— Page text —
- - - -

# netchan-ipx demo

A reliable + unreliable multiplexed channel library (a subset of
[netchan](../../netchan/)) for **IPX on 16-bit MS-DOS**, plus a four-player,
server-authoritative game ("thor") with a Caves-of-Thor text-mode look.

The core is transport-agnostic. It builds on the host over UDP (for fast
iteration and unit tests) with `gcc`, and on DOS over IPX with Open Watcom.

- - - -

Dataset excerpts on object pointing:
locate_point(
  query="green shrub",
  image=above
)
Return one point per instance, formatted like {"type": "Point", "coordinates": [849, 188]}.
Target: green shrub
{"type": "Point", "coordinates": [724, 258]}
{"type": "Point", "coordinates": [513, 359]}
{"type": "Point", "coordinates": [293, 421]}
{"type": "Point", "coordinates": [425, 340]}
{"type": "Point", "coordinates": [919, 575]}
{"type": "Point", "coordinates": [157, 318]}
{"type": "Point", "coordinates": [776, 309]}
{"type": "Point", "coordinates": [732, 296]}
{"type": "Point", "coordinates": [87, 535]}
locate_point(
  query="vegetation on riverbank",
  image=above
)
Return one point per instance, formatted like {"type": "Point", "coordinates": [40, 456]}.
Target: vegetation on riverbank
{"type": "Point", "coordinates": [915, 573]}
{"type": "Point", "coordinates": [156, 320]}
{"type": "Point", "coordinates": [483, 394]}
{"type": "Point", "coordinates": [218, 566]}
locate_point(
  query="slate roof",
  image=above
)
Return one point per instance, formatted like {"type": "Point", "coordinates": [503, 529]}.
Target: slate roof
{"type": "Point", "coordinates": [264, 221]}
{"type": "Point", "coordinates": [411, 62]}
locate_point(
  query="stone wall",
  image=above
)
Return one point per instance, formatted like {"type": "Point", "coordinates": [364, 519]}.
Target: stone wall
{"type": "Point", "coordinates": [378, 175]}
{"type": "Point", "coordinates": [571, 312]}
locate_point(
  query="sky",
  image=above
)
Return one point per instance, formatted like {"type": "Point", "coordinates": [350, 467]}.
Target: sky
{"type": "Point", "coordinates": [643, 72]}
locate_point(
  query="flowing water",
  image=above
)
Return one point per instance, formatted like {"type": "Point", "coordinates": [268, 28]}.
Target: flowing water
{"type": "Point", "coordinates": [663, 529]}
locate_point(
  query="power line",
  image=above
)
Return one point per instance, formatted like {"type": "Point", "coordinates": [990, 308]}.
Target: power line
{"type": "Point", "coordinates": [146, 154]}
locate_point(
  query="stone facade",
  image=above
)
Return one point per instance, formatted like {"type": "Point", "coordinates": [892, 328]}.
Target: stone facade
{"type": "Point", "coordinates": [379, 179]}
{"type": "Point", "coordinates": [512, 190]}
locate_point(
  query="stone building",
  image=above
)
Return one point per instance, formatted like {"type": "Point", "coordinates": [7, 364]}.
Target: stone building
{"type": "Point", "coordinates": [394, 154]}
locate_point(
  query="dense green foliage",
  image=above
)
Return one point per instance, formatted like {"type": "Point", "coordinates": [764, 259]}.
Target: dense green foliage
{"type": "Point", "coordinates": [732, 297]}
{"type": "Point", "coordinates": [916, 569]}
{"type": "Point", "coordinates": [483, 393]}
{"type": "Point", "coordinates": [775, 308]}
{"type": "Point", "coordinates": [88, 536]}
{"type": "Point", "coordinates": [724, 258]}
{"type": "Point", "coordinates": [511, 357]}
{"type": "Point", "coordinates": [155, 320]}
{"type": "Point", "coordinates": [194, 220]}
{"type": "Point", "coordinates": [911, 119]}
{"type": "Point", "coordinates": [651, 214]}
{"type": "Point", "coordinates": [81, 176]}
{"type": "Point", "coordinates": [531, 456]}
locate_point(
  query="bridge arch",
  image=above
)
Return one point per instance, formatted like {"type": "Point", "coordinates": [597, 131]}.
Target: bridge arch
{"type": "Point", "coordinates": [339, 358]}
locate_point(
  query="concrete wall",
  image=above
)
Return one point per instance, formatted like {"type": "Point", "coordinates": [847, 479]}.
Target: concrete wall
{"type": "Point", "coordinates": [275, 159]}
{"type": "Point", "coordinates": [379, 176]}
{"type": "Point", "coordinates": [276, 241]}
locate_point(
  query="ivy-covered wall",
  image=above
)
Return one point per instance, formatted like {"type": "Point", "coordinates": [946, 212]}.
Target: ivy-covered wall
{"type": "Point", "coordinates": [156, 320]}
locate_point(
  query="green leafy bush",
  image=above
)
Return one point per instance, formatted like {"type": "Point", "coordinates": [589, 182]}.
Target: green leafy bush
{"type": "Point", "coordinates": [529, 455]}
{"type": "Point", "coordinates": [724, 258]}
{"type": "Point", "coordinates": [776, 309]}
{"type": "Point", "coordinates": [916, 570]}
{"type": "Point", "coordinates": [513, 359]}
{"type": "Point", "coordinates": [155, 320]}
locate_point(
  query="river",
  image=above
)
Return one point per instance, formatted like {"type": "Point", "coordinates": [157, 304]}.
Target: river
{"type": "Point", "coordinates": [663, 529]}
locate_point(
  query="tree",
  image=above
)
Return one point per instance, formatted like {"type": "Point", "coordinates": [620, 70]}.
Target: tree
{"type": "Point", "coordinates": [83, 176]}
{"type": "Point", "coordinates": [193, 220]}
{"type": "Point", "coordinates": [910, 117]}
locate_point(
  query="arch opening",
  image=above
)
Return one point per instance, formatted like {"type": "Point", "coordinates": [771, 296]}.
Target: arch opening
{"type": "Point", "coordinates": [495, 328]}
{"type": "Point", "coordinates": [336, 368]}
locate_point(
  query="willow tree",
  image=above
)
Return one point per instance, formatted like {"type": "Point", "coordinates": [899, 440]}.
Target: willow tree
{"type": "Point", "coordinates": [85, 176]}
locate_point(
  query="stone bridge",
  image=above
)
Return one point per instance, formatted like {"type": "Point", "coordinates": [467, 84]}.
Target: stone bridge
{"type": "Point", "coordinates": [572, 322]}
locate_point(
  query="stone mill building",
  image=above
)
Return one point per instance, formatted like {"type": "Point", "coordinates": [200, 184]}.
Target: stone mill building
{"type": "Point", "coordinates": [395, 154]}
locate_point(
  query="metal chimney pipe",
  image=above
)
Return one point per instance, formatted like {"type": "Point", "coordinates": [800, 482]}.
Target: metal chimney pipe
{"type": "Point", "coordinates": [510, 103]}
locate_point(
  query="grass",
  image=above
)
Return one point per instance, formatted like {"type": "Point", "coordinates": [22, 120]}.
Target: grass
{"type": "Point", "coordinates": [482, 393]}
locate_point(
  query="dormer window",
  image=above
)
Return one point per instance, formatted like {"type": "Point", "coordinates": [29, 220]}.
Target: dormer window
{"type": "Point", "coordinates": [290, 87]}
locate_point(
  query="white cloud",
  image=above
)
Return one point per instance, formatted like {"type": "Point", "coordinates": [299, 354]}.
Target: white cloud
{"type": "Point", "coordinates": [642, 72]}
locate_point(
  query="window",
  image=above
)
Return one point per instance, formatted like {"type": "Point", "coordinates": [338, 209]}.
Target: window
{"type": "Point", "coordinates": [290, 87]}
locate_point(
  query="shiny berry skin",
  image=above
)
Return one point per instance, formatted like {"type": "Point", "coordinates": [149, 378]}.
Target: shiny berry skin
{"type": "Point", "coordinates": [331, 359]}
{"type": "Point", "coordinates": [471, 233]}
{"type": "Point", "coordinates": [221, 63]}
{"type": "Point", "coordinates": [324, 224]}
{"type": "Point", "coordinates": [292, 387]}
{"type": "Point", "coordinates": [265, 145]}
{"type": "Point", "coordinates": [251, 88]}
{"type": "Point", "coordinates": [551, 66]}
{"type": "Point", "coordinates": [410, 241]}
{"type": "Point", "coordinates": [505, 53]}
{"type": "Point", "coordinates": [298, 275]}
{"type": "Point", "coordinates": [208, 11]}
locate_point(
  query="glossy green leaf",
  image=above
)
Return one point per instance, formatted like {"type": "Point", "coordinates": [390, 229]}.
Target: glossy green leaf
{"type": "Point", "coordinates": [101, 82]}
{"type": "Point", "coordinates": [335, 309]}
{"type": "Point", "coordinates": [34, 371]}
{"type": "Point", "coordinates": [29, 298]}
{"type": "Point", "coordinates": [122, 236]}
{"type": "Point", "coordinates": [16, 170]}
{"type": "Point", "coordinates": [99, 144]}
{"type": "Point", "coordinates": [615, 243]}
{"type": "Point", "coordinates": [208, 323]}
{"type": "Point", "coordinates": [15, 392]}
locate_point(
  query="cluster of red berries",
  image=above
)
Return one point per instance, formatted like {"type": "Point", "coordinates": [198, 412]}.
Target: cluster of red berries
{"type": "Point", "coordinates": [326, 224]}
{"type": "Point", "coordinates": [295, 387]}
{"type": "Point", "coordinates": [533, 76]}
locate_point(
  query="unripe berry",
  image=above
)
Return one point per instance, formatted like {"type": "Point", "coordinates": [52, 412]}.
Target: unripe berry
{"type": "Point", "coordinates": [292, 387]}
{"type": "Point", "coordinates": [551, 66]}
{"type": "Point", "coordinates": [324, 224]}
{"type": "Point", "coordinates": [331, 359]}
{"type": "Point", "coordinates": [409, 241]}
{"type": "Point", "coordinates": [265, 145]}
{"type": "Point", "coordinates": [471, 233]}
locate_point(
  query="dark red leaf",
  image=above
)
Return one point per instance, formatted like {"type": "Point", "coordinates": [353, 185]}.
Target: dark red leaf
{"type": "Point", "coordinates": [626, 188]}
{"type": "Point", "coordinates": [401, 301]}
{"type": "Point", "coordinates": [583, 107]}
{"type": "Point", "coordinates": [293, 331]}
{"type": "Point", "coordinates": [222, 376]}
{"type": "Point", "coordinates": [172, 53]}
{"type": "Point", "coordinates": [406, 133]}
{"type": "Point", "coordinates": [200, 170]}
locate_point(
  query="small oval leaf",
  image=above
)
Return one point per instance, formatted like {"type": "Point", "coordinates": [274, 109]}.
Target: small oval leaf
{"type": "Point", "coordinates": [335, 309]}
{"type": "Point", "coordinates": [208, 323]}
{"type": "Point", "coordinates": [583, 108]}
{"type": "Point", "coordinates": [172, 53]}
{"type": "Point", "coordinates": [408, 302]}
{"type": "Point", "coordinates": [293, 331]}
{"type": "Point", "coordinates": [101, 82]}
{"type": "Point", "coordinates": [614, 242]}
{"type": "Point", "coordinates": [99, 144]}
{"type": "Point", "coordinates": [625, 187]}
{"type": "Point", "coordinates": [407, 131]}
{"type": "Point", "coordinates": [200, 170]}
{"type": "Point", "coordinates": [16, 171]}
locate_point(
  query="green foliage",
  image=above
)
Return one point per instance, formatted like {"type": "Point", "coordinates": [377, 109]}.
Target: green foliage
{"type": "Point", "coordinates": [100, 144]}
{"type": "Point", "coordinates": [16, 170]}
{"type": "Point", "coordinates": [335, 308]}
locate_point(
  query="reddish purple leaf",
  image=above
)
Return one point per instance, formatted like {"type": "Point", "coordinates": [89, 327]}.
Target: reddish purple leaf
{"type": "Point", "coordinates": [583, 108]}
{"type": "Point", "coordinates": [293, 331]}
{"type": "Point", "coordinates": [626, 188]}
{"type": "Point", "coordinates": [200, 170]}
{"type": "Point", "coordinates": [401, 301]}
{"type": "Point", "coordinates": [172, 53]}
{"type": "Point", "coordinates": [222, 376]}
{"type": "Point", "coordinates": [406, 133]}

- - - -

— Work to do —
**A.** Return the part of the netchan-ipx readme starting with "A reliable +" and going on through "with Open Watcom.", copied word for word.
**B.** Answer these questions using the netchan-ipx readme, one answer per line:
(i) How many players does the game support?
(ii) Which compiler is used to build on DOS?
(iii) Which transport does the host build run over?

— Responses for each task —
**A.**
A reliable + unreliable multiplexed channel library (a subset of
[netchan](../../netchan/)) for **IPX on 16-bit MS-DOS**, plus a four-player,
server-authoritative game ("thor") with a Caves-of-Thor text-mode look.

The core is transport-agnostic. It builds on the host over UDP (for fast
iteration and unit tests) with `gcc`, and on DOS over IPX with Open Watcom.

**B.**
(i) Four
(ii) Open Watcom
(iii) UDP